            These tanks are nearly 80 years old and they look solid. Several parts of the system are that old but it all seems well cared for.
            At the settling tanks, another waste stream is introduced and that’s the leachate from the Hyland Landfill.
            Leachate is water that has dissolved and carried away a substance. Rain that passes over orange peels and manure in a compost bin is leachate as is water than passes over used batteries, gunk from a dirty garage floor, home cleaning or garden chemicals and rotting food or whatever else might end up in a landfill.
            The leachate from the Hyland Landfill matters to members of CCAC because of drill cuttings and waste from hydrofracking wells. The wells are fracked with processed water which can have any of 500 chemicals and the shale formations are known repositories of water-soluble radon.
            30,000 to 40,000 gallons of leachate enters the settling tanks every day but Smith says it’s watered down by all the domestic waste. The staff at the Sewer Department does not measure radiation (alpha waves) and is unconcerned about any levels of radioactivity that workers are exposed to.
            Likewise they do not measure or remove any medications, hormones or other drugs that the people living in those 2400 houses might be pouring down the drain or passing through their bodies. Smith said that some people see those substances as “forever” in water.
            So, at the tanks, the sludge moves off to anaerobic digesters and the water goes to a recirculating building where pumps send it to a trickling filter. This 120 foot diameter tub has a 6 foot deep bed of chunks of limestone. There are 4 perforated arms attached at the center. As the arms turn, water sprays over the limestone and trickles through the stone to eventual aeration and release into the Genesee.

Using the information:
1. According to the treatment plant text, how much leachate enters the settling tanks every day?
2. Decide whether each statement agrees with the treatment plant text, answering yes or no and quoting the deciding words: (a) The trickling filter is 120 feet across. (b) Sewer Department staff measure radiation. (c) The tanks are about 50 years old.
3. Please repeat the treatment plant text word for word, starting at "Leachate is water" and stopping after "in a landfill.".

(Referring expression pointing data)

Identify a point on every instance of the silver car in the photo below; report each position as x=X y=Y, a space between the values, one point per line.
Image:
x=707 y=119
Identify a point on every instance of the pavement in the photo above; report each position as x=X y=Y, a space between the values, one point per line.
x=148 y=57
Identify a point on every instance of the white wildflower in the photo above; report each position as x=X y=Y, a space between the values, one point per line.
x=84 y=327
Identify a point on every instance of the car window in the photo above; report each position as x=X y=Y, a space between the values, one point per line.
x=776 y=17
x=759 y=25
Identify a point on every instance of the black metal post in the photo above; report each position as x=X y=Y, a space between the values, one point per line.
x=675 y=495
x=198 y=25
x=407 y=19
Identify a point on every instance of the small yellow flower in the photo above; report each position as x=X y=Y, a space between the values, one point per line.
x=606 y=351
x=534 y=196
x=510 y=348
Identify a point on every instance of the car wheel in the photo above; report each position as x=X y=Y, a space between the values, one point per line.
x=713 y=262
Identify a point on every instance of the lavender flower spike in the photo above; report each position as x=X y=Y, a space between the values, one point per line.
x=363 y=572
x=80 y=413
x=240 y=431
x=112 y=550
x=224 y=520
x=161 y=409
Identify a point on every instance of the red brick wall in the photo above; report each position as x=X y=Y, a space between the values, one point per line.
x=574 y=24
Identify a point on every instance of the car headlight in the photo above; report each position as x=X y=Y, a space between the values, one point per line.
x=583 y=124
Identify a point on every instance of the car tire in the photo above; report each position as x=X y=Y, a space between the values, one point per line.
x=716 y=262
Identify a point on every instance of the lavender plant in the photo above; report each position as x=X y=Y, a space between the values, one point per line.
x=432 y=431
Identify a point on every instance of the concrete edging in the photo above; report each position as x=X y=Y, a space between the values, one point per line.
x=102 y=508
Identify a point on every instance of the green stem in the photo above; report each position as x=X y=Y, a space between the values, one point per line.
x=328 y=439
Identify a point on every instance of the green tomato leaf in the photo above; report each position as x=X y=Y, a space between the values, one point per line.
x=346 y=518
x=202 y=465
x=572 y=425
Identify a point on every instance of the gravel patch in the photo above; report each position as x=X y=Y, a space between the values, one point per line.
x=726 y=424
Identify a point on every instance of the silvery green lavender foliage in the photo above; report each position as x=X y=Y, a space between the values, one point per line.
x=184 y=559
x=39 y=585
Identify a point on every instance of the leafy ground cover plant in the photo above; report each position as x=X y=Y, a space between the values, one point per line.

Answers to the exercise:
1. 30,000 to 40,000 gallons.

2.
(a) Yes: "This 120 foot diameter tub"
(b) No: "The staff at the Sewer Department does not measure radiation (alpha waves)"
(c) No: "These tanks are nearly 80 years old"

3.
Leachate is water that has dissolved and carried away a substance. Rain that passes over orange peels and manure in a compost bin is leachate as is water than passes over used batteries, gunk from a dirty garage floor, home cleaning or garden chemicals and rotting food or whatever else might end up in a landfill.